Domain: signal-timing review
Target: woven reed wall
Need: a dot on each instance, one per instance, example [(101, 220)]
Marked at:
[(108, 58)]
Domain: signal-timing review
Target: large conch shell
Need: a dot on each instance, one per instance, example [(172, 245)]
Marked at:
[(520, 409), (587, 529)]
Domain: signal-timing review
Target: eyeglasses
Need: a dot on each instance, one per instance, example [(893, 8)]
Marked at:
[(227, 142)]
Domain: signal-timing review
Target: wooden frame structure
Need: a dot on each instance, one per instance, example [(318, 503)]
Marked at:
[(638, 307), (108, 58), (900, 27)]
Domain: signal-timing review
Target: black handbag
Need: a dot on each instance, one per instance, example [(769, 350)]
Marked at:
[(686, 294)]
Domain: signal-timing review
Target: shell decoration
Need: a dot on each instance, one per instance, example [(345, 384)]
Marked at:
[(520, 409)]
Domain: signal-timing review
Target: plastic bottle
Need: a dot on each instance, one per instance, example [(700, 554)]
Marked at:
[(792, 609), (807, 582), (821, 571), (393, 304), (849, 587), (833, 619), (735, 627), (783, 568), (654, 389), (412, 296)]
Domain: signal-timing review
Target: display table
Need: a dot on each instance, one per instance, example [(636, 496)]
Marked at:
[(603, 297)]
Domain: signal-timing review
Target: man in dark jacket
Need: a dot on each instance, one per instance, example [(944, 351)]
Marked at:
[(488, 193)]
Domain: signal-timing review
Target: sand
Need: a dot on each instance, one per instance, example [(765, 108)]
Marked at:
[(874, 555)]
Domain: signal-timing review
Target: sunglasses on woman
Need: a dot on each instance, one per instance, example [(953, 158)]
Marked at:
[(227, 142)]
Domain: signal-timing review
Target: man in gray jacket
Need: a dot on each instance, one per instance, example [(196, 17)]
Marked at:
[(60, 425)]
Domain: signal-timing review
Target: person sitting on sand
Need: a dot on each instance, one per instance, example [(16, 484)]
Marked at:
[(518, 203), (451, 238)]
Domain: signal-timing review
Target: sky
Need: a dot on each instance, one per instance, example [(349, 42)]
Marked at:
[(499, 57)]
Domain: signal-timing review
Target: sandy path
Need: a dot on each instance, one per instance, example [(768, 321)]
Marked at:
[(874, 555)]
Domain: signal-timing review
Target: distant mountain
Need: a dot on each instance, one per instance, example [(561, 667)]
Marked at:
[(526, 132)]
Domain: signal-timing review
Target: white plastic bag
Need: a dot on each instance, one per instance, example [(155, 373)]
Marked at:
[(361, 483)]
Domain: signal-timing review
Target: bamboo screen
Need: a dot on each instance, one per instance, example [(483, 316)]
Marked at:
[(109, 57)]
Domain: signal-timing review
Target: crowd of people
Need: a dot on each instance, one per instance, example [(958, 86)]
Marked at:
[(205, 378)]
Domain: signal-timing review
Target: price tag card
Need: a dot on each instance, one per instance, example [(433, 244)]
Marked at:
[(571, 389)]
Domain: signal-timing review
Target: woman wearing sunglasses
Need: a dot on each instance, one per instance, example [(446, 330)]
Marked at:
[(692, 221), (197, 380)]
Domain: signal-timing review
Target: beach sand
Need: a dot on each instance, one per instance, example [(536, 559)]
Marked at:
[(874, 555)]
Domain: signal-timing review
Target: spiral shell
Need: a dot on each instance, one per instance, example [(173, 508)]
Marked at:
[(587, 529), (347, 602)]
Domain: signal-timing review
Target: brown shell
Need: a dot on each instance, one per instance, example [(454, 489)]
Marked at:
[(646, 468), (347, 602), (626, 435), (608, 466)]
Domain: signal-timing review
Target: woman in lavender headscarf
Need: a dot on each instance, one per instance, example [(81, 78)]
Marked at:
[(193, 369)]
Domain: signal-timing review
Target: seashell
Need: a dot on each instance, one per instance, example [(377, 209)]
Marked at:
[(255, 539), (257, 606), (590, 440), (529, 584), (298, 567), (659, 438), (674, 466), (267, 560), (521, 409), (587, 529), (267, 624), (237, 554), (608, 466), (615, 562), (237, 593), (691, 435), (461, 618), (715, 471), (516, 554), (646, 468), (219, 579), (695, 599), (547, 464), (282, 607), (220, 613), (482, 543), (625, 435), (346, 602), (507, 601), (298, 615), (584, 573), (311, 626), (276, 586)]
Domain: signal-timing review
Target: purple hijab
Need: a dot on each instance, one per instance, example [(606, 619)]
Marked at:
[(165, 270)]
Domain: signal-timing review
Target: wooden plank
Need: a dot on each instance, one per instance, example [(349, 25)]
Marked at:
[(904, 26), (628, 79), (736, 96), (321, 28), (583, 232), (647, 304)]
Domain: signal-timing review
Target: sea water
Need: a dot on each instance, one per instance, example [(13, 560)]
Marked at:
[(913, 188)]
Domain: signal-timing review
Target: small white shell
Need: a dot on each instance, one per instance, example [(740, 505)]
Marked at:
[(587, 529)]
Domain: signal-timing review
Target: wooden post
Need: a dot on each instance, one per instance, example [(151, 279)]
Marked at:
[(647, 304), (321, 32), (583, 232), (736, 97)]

--- --- ---

# EXERCISE BRIEF
Output every line above without altering anything.

# OUTPUT OF THE EXERCISE
Domain: signal-timing review
Target: woven reed wall
Need: a dot on each instance, one per instance, example [(101, 220)]
Marked at:
[(108, 58)]
Domain: signal-timing review
Target: large conch shell
Need: a dot on each instance, one per instance, example [(172, 245)]
Marked at:
[(520, 409), (587, 529)]
Domain: signal-timing review
Target: eyeglasses
Need: a dot on each instance, one per instance, example [(893, 8)]
Marked at:
[(227, 142)]
Domain: signal-timing review
Target: wooden frame structure
Need: a dot on each instance, one per instance, example [(318, 503)]
Marked at:
[(638, 307), (108, 58), (900, 27)]
Domain: signal-timing review
Target: black handbag
Need: a dot on each instance, one per instance, example [(769, 350)]
Marked at:
[(686, 294)]
Domain: signal-timing review
Target: shell decoration
Need: a dot on each instance, one per instance, example [(345, 384)]
Marked at:
[(520, 409)]
Domain: signal-timing review
Target: plastic bottle
Need: a dot on each instance, one per instance, example [(700, 554)]
Marked at:
[(792, 609), (807, 582), (821, 571), (393, 304), (849, 587), (833, 619), (735, 627), (783, 568), (654, 389), (412, 296)]
Domain: signal-timing review
Target: display table
Need: a dot on each instance, one per instance, example [(636, 496)]
Marked at:
[(603, 297)]
Domain: signal-timing review
Target: man in dark jacket
Need: a dot on each instance, one per instance, example [(944, 351)]
Marked at:
[(488, 193)]
Domain: signal-timing review
Target: sand
Need: a dot on each instance, one per instance, example [(765, 108)]
Marked at:
[(874, 555)]
Domain: signal-timing review
Target: sunglasses on woman
Need: a dot on each instance, one per instance, example [(953, 158)]
Marked at:
[(227, 142)]
Domain: signal-timing review
Target: man in gray jacket
Need: a dot on each instance, one per instance, example [(196, 17)]
Marked at:
[(60, 425)]
Domain: signal-timing review
Target: person sitting on sand
Need: a dot on each instance, one per instance, example [(16, 484)]
Marked at:
[(518, 203), (451, 238)]
Domain: signal-timing review
Target: sky
Need: a dot on each instance, one per instance, example [(349, 42)]
Marked at:
[(499, 57)]
Domain: signal-timing review
Target: sandy path
Need: a dot on each instance, one per instance, example [(768, 321)]
Marked at:
[(874, 555)]
Domain: signal-timing review
Target: distant mountain
Need: a dot on each instance, one per instance, example [(561, 667)]
Marked at:
[(526, 132)]
Domain: signal-timing review
Target: white plastic bag
Need: a dot on each instance, one per instance, example [(155, 373)]
Marked at:
[(361, 483)]
Domain: signal-timing review
Target: bamboo screen
Need: a dot on each instance, one per instance, example [(483, 316)]
Marked at:
[(109, 57)]
Domain: signal-timing review
Target: crowd of people
Need: a dot on each instance, one per instance, example [(958, 86)]
Marked at:
[(205, 378)]
Domain: signal-timing review
Target: price tag card
Need: a dot on each instance, one per instance, example [(433, 244)]
Marked at:
[(571, 389)]
Domain: signal-timing review
Target: woman wearing sunglasses
Need: a dot on each instance, one per instance, example [(446, 330)]
Marked at:
[(692, 221), (197, 380)]
Domain: signal-timing review
Target: beach sand
Need: a dot on each instance, one per instance, example [(536, 559)]
Marked at:
[(874, 555)]
Domain: signal-timing review
Target: spiral shell
Need: a dot on each instance, one per instance, example [(173, 508)]
Marked at:
[(587, 529), (347, 602)]
Domain: signal-timing review
Target: brown shell
Need: a dot on each instance, one per instance, example [(454, 489)]
Marked at:
[(646, 468), (347, 602), (626, 435), (608, 466)]
Domain: signal-timing review
Target: woman in lavender headscarf
Need: a dot on each instance, one per instance, example [(81, 78)]
Marked at:
[(193, 369)]
Domain: signal-timing review
Target: seashell
Need: a dot on each instance, one per instance, example [(377, 209)]
Marked at:
[(255, 539), (257, 606), (590, 440), (529, 584), (298, 567), (659, 438), (674, 466), (267, 560), (521, 409), (587, 529), (267, 624), (237, 554), (608, 466), (615, 562), (237, 593), (691, 435), (461, 618), (715, 471), (516, 554), (646, 468), (219, 579), (695, 599), (547, 464), (282, 607), (220, 613), (482, 543), (625, 435), (346, 602), (507, 601), (298, 615), (584, 573), (311, 626), (276, 586)]
Domain: signal-timing review
Target: purple hijab
Need: a dot on each instance, one per instance, example [(606, 619)]
Marked at:
[(165, 270)]
Domain: signal-timing review
Target: wooden plank
Need: a dot on each instance, one per instance, example [(349, 25)]
Marked at:
[(904, 26), (628, 79), (736, 96), (321, 28), (583, 232), (647, 304)]
Domain: signal-timing review
Target: sea water
Need: a dot on each instance, one per instance, example [(13, 560)]
Marked at:
[(913, 188)]
Domain: signal-timing review
Target: small white shell
Need: a dot on each instance, one per instance, example [(740, 505)]
Marked at:
[(587, 529)]
Domain: signal-timing review
Target: wooden post
Need: a dot on each instance, one per instance, example [(151, 279)]
Marked at:
[(647, 304), (321, 32), (583, 232), (736, 97)]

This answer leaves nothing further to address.